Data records
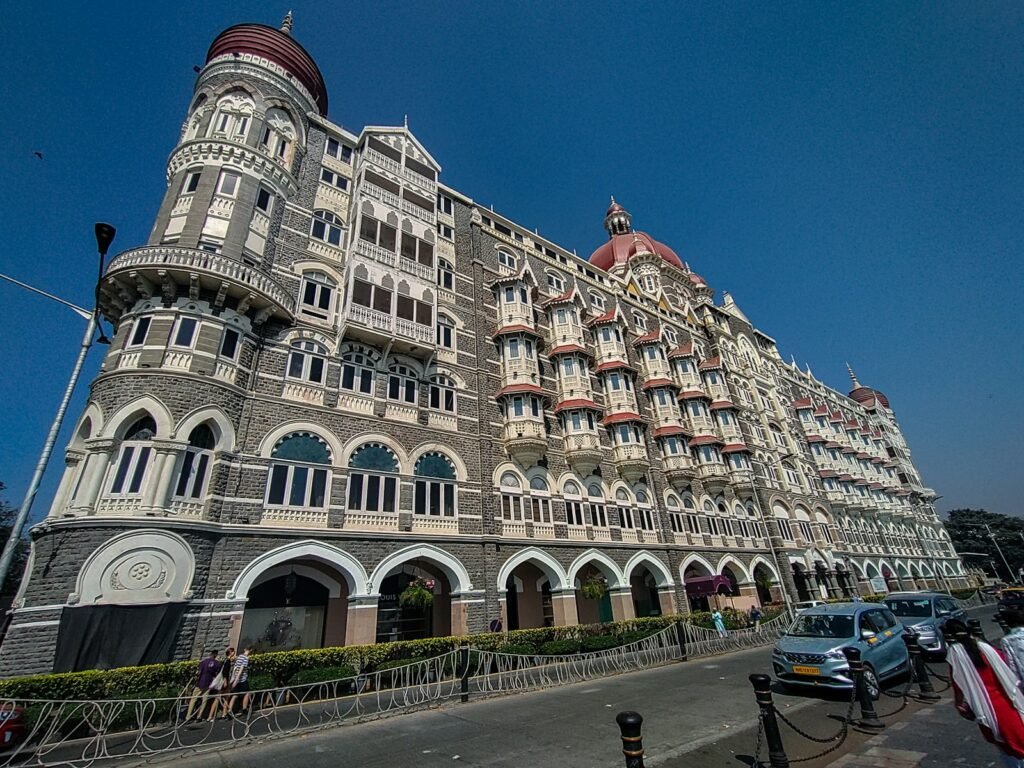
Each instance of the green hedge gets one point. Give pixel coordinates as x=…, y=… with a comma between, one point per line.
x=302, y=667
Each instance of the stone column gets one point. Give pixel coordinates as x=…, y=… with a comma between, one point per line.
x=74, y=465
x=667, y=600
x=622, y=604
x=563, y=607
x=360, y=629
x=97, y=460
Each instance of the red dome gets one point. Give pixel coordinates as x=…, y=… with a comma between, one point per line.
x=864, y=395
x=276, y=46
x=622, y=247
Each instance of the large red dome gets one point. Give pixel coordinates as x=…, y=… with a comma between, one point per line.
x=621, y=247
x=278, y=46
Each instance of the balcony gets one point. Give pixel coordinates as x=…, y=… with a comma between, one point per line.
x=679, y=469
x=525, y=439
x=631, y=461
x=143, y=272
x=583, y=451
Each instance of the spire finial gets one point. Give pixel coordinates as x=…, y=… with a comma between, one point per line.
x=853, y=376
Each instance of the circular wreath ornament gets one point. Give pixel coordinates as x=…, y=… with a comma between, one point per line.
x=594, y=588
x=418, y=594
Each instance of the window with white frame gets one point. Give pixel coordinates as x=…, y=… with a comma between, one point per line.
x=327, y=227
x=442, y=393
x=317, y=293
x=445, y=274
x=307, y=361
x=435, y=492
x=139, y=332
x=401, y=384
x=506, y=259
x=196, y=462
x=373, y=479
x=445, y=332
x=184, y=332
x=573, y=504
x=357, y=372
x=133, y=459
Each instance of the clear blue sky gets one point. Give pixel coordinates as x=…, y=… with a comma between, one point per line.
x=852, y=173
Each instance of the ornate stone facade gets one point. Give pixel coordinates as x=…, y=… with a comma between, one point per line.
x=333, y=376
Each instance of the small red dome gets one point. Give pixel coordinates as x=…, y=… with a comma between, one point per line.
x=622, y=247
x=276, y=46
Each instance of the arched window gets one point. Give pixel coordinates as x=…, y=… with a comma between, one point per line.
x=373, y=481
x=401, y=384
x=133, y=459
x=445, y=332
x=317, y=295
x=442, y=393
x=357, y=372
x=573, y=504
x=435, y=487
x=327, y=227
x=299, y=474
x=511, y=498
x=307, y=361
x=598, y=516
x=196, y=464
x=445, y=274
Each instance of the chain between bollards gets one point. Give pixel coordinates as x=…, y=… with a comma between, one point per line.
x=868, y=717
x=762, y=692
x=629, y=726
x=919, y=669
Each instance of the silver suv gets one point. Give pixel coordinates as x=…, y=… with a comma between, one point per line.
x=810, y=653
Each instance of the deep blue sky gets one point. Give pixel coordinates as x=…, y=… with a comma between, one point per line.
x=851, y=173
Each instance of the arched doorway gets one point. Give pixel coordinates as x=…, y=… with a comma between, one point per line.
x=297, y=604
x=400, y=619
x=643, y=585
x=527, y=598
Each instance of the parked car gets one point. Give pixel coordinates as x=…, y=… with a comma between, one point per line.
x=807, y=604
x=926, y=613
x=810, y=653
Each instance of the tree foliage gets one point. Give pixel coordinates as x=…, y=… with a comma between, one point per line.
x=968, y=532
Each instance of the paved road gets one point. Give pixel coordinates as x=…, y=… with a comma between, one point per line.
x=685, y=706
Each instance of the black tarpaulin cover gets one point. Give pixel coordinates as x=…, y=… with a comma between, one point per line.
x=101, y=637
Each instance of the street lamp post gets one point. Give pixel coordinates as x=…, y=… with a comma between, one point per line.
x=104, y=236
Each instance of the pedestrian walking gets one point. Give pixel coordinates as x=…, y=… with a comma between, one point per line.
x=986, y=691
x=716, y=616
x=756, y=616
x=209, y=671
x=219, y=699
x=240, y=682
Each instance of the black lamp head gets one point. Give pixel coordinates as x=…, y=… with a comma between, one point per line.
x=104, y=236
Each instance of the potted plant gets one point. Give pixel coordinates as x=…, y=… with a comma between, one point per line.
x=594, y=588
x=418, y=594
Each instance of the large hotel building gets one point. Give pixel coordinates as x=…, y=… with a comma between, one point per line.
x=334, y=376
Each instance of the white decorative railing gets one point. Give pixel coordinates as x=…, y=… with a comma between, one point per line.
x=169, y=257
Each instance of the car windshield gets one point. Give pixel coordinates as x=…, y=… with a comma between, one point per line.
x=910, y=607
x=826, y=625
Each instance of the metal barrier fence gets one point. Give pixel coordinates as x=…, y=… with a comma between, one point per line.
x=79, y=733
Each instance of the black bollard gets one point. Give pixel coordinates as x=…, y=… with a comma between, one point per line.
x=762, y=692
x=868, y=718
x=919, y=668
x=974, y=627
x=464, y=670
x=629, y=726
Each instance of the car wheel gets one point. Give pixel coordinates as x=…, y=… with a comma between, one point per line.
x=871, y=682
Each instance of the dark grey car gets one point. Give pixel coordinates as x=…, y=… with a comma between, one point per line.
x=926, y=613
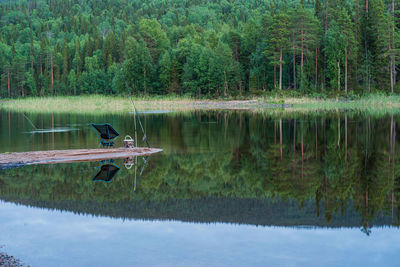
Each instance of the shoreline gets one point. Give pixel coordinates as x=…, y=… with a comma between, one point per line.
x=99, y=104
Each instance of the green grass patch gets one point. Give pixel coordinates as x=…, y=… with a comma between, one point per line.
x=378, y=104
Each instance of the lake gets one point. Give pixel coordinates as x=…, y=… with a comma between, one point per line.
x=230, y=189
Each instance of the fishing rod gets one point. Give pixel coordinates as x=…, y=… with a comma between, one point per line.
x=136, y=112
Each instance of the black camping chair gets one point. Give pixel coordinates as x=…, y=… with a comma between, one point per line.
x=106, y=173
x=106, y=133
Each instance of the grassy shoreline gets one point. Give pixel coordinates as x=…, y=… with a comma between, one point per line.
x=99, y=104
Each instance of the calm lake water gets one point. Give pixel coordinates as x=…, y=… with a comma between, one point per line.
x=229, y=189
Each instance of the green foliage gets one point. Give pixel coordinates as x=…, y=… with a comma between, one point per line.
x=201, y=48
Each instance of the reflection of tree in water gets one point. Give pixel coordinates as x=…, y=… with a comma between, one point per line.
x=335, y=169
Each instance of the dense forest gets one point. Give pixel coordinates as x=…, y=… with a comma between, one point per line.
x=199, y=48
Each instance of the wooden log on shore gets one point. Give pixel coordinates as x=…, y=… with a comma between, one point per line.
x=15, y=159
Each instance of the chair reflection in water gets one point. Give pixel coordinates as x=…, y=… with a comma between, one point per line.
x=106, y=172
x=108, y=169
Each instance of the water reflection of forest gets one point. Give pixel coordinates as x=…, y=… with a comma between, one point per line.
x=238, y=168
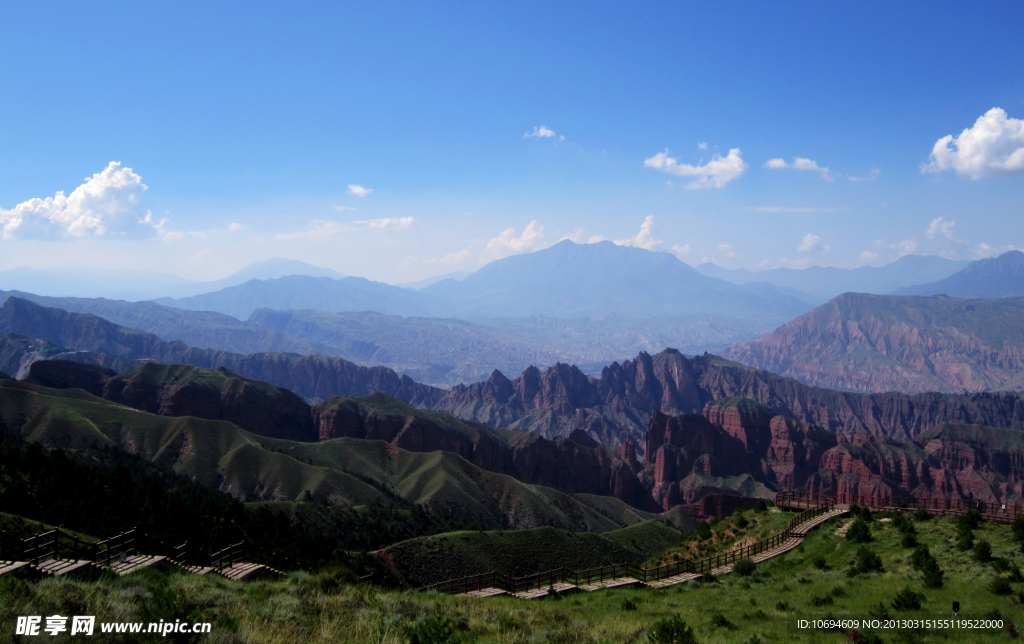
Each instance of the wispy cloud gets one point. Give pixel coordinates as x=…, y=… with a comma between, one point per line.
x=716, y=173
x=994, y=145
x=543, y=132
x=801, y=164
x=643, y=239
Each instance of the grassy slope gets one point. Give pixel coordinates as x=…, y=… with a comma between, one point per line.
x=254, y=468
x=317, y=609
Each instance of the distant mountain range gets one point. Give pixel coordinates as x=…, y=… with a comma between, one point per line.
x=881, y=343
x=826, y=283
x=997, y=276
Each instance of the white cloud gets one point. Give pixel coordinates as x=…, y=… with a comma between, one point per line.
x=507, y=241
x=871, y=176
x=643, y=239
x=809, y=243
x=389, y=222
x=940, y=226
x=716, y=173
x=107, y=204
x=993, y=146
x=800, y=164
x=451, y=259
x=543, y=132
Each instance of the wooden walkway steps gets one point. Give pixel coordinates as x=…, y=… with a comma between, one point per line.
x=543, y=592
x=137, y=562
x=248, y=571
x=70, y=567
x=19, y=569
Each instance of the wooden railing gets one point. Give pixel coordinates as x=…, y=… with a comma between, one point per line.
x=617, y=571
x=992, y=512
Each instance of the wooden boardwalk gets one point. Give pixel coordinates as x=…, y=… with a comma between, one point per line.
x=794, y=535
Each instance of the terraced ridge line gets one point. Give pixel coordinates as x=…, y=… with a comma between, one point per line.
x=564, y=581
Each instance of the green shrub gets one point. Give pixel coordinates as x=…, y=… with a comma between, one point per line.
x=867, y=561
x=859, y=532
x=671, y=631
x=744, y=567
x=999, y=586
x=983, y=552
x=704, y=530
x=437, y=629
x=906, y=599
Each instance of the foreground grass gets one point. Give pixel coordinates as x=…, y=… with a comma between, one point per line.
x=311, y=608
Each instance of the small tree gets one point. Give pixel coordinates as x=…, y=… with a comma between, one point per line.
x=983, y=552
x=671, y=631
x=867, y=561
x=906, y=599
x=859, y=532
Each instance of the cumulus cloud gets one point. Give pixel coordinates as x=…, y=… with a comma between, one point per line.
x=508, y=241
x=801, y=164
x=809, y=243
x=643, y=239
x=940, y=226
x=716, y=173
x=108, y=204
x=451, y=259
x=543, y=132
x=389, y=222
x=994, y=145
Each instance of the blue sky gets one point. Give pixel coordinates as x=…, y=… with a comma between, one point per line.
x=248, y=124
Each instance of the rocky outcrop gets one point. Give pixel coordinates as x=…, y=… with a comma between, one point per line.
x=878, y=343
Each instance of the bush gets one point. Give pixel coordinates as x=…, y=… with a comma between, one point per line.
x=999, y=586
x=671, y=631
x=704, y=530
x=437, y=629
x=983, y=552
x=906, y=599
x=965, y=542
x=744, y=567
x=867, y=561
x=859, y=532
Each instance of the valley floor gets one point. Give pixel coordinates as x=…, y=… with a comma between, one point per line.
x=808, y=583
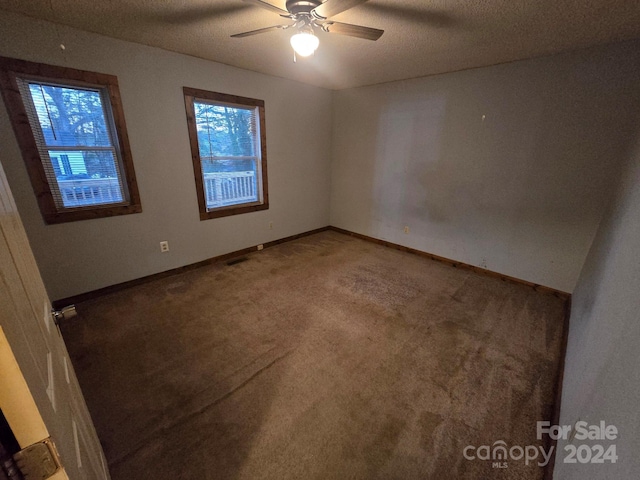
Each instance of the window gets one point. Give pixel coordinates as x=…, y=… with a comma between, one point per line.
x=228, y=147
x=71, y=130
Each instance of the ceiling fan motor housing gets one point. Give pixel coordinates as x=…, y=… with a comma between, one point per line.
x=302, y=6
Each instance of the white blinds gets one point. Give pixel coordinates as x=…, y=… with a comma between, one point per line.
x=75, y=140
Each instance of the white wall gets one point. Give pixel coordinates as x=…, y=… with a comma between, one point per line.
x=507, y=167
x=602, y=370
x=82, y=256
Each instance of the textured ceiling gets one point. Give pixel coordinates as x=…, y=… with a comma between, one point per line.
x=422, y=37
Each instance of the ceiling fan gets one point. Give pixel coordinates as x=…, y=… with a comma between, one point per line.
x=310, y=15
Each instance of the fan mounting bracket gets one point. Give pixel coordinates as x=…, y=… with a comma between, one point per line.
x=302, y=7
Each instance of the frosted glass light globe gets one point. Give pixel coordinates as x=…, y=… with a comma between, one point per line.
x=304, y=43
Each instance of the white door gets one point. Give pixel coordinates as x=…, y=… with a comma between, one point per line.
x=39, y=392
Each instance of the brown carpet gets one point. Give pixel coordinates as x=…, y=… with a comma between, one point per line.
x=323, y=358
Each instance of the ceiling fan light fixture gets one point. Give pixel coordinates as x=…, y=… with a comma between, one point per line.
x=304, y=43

■ **CHALLENGE**:
Retype the items without any changes, starting at the line that contains "Each instance of the distant" and ending at the line that contains "x=564, y=581", with both of those lines included.

■ **EXPECTED ANSWER**:
Each instance of the distant mountain range gets one point. Give pixel coordinates as x=…, y=… with a comma between, one point per line.
x=881, y=343
x=826, y=283
x=997, y=276
Each instance of the white cloud gets one point. Give pixel coordinates as x=…, y=… with a comma between, one point per line.
x=507, y=241
x=871, y=176
x=643, y=239
x=809, y=243
x=389, y=222
x=940, y=226
x=716, y=173
x=107, y=204
x=993, y=146
x=800, y=164
x=451, y=259
x=543, y=132
Each instance of the wooden walkway steps gets one point. Give pixel coordinates as x=…, y=… with a comma between, one point per line.
x=543, y=592
x=137, y=562
x=248, y=571
x=70, y=567
x=19, y=569
Each instance of the wooden railing gets one point. Give pixel coordinates as x=…, y=… with a comma between, one point per line.
x=617, y=571
x=992, y=512
Each instance of the wooden boardwalk gets one point. Give pixel coordinates as x=…, y=… with a comma between, one point per line.
x=794, y=535
Each instance of the terraced ridge line gets one point. Give pixel coordinates as x=…, y=… with a comma between, one point per line.
x=564, y=581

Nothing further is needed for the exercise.